◆ **Challenge**
Update the records by replacing "even-odd" with "nonzero" everywhere it appears, keeping everything else unchanged. Leave the pictures out of your answer.

(Annotation dataset entries)
______
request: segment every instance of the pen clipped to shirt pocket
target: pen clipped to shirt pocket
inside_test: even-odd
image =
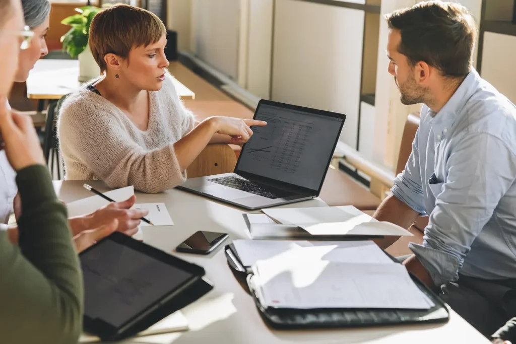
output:
[[[442,192],[444,185],[444,183],[439,181],[436,176],[435,173],[432,173],[432,175],[428,179],[428,188],[433,194],[434,197],[437,198],[438,195]]]

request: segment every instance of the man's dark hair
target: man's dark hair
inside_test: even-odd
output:
[[[413,65],[423,61],[450,77],[464,76],[471,70],[476,27],[464,6],[427,1],[385,18],[389,28],[401,32],[398,51]]]

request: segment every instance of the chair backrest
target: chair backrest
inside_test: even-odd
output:
[[[419,116],[415,113],[411,113],[407,118],[405,127],[403,129],[403,136],[401,137],[401,144],[399,146],[398,163],[396,167],[396,174],[403,172],[410,153],[412,152],[412,142],[415,137],[416,132],[419,128]]]
[[[208,144],[187,169],[188,178],[229,173],[235,170],[236,157],[228,145]]]

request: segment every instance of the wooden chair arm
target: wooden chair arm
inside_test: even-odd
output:
[[[186,169],[188,178],[229,173],[235,170],[236,157],[224,143],[208,144]]]

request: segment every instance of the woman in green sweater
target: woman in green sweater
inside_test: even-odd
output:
______
◆ **Written solution**
request: segment every instance of the pen clipped to shirt pocket
target: pen clipped to shirt pocket
inside_test: nonzero
image =
output:
[[[442,192],[444,185],[444,183],[439,181],[436,176],[435,173],[432,173],[432,175],[428,179],[428,188],[433,194],[434,197],[437,198],[438,195]]]

request: segment every instance of the man's dark hair
target: man's dark hair
inside_test: nonzero
output:
[[[413,65],[423,61],[450,77],[464,76],[471,70],[476,27],[464,6],[427,1],[385,18],[389,28],[401,32],[398,51]]]

request: segment every instance of the chair backrest
target: chair backrest
inside_test: nonzero
output:
[[[419,116],[415,113],[411,113],[407,118],[405,127],[403,129],[403,136],[401,137],[401,144],[399,146],[398,163],[396,167],[396,174],[403,172],[410,153],[412,152],[412,142],[415,137],[416,132],[419,128]]]
[[[208,144],[187,169],[188,178],[229,173],[235,170],[236,157],[228,145]]]

request: segment every instance of the wooden chair arm
target: wooden chair arm
inside_test: nonzero
output:
[[[186,169],[188,178],[229,173],[235,170],[236,157],[224,143],[208,144]]]

request: segment every instance of the woman in green sweater
target: woman in green sweater
inside_test: nonzero
output:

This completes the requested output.